** BEGIN **
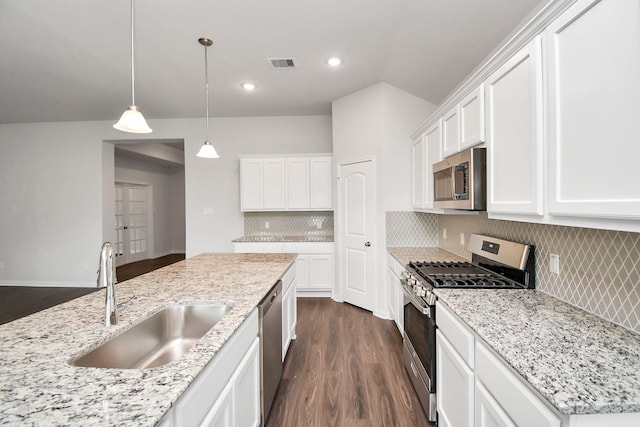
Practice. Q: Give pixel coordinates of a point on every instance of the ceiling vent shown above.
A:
(282, 63)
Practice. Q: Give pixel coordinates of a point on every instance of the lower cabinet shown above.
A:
(289, 309)
(474, 387)
(227, 391)
(454, 386)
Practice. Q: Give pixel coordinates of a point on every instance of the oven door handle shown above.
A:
(414, 301)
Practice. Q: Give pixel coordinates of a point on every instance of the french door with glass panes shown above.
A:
(132, 237)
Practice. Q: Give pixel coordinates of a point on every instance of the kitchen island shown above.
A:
(39, 387)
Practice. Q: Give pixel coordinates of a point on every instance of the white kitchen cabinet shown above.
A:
(320, 185)
(433, 147)
(488, 412)
(454, 386)
(418, 174)
(515, 134)
(510, 392)
(262, 184)
(289, 309)
(227, 391)
(291, 183)
(298, 196)
(396, 296)
(472, 124)
(451, 131)
(593, 109)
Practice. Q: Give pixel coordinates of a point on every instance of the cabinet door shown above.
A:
(454, 386)
(298, 183)
(251, 184)
(221, 414)
(302, 272)
(321, 197)
(472, 130)
(273, 180)
(246, 389)
(418, 174)
(594, 109)
(515, 135)
(433, 147)
(451, 132)
(488, 411)
(321, 272)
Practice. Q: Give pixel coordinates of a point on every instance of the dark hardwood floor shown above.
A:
(344, 369)
(20, 301)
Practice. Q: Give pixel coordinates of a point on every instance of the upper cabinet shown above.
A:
(559, 103)
(472, 123)
(463, 125)
(425, 152)
(514, 134)
(278, 184)
(594, 110)
(451, 132)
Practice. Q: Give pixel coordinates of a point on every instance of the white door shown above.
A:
(132, 239)
(357, 230)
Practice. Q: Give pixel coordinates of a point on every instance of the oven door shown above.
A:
(420, 330)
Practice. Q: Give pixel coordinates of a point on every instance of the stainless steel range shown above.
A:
(495, 264)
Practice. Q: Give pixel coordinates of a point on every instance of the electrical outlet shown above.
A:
(554, 263)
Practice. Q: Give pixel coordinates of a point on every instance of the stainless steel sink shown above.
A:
(159, 339)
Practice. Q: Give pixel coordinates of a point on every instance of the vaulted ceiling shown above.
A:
(63, 60)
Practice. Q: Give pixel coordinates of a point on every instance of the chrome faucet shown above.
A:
(107, 279)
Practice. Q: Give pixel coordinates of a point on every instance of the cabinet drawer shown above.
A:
(520, 403)
(459, 335)
(308, 248)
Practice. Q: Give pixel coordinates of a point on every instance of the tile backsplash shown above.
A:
(288, 223)
(411, 229)
(599, 269)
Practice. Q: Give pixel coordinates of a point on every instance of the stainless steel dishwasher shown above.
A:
(270, 310)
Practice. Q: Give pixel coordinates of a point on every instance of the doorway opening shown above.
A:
(148, 205)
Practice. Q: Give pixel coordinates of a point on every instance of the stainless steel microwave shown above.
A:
(459, 181)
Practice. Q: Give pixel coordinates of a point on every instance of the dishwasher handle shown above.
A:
(271, 297)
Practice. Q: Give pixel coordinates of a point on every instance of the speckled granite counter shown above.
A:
(579, 362)
(403, 254)
(278, 238)
(38, 386)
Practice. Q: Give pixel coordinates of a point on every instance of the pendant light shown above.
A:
(207, 151)
(132, 119)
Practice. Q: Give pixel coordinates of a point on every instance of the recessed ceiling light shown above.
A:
(334, 61)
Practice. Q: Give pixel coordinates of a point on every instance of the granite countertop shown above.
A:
(39, 387)
(315, 238)
(405, 254)
(581, 363)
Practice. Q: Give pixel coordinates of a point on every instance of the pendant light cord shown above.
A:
(206, 87)
(133, 74)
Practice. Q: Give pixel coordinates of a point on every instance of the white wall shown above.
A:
(377, 122)
(53, 221)
(167, 186)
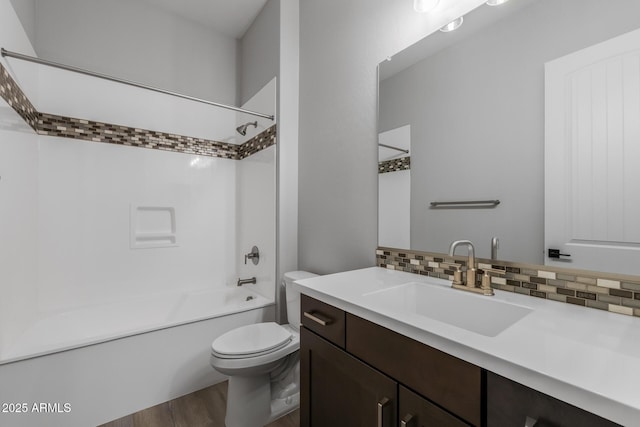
** END **
REQUIREMENT: Rewrite all the lines above as a numbered list, skipping any blank lines and leaving out the pictures.

RESULT:
1. Practice. Q: Give pixel coordinates of a point on every instance of the ceiling vent shown above.
2. A:
3. (282, 63)
4. Practice. Q: Give pixel coordinates of a point on every instance of the lower cabinet shown above.
5. A:
6. (289, 309)
7. (474, 387)
8. (227, 391)
9. (454, 386)
10. Practice. Q: Give pixel coordinates of a point on every instance of the oven door handle shown above.
11. A:
12. (414, 301)
13. Practice. Q: Give pixel coordinates of a point on every instance of the french door with glass panes shown above.
14. A:
15. (132, 237)
16. Practice. Q: Give pixel coordinates of a point on every instance of the kitchen island shown above.
17. A:
18. (39, 387)
19. Practice. Q: Give pixel coordinates of a point on every instance of the white kitchen cabinet shown above.
20. A:
21. (320, 185)
22. (433, 147)
23. (488, 412)
24. (454, 386)
25. (418, 174)
26. (515, 134)
27. (510, 392)
28. (262, 184)
29. (289, 309)
30. (227, 391)
31. (291, 183)
32. (298, 196)
33. (396, 296)
34. (472, 124)
35. (451, 131)
36. (593, 109)
37. Practice. Q: Give pixel coordinates of a point on every instance of the cabinet door shown above.
38. A:
39. (454, 386)
40. (298, 183)
41. (251, 184)
42. (221, 414)
43. (302, 272)
44. (321, 197)
45. (472, 130)
46. (273, 180)
47. (246, 389)
48. (418, 174)
49. (594, 109)
50. (515, 135)
51. (433, 147)
52. (451, 132)
53. (488, 411)
54. (321, 272)
55. Practice. Q: Give pixel coordinates of a point on every instance of the dark hardwood floor shown above.
56. A:
57. (344, 369)
58. (20, 301)
59. Practice. Q: Give pixel coordinates of a point on every instance of the upper cabinet shown above.
60. A:
61. (559, 103)
62. (472, 123)
63. (463, 125)
64. (425, 152)
65. (514, 134)
66. (278, 184)
67. (594, 110)
68. (451, 132)
69. Practice. Q: Give pixel coordinates of a point on every instance of the white door shown above.
70. A:
71. (132, 239)
72. (357, 230)
73. Practice. Q: Give pixel coordinates of a point on every instance of the oven door shown above.
74. A:
75. (420, 330)
76. Practice. Q: Give pixel coordinates of a point on every instance of the stainless steel range shown above.
77. A:
78. (495, 264)
79. Practice. Q: Give pixel coordinates of a point on every instance of the electrical outlet shown above.
80. A:
81. (554, 263)
82. Practice. Q: Give pixel coordinates of a point on every instance of the stainless steel sink shown above.
83. A:
84. (159, 339)
85. Practice. Q: Give pixel coordinates of a point on every instance of the vaulted ceiling shown above.
86. A:
87. (63, 60)
88. Practice. Q: Give pixel coordinates of a point on every instance of the chrome faucet shown above.
89. A:
90. (107, 279)
91. Practice. Q: Give pixel coordinates of a point on every instance of the cabinet drawer shown above.
92. A:
93. (520, 403)
94. (459, 335)
95. (308, 248)
96. Practice. Q: Give pixel coordinates of a point on every instance of the tile backsplash shown above.
97. A:
98. (288, 223)
99. (411, 229)
100. (599, 269)
101. Practice. Q: Give pixel coordinates of a point on every instance of the stainless steel dishwasher shown above.
102. A:
103. (270, 310)
104. Practice. Q: Give pixel coordinates of a point on every instance of the doorway opening shown above.
105. A:
106. (148, 205)
107. Practice. Q: Give pixel coordinates of a point on every instance of the stainless steel microwave shown above.
108. A:
109. (459, 181)
110. Practice. Q: Give pixel coordinates of a point on every instance of the dishwasher handle shown above.
111. A:
112. (271, 297)
113. Practice. Q: Give pixel coordinates of a point on every instance of the speckled granite counter shown above.
114. A:
115. (579, 362)
116. (403, 254)
117. (278, 238)
118. (38, 386)
119. Practice. Q: Give pixel coordinates of a point on every instance of the pendant light shown above.
120. A:
121. (207, 151)
122. (132, 119)
123. Practice. Q: Give pixel coordinates of a point on every instance of the recessed ceiling light shown above.
124. A:
125. (334, 61)
126. Practice. Q: Give pixel coordinates of a point on every instance of the granite countertop shown above.
127. A:
128. (39, 387)
129. (315, 238)
130. (405, 254)
131. (581, 363)
132. Practice. Q: Give pixel coordinates of a point on every instance of the pendant light cord shown above.
133. A:
134. (206, 87)
135. (133, 74)
136. Practice. Q: Give pixel coordinates of a point on every instance of the white wall shown above.
137. A:
138. (377, 122)
139. (53, 221)
140. (167, 186)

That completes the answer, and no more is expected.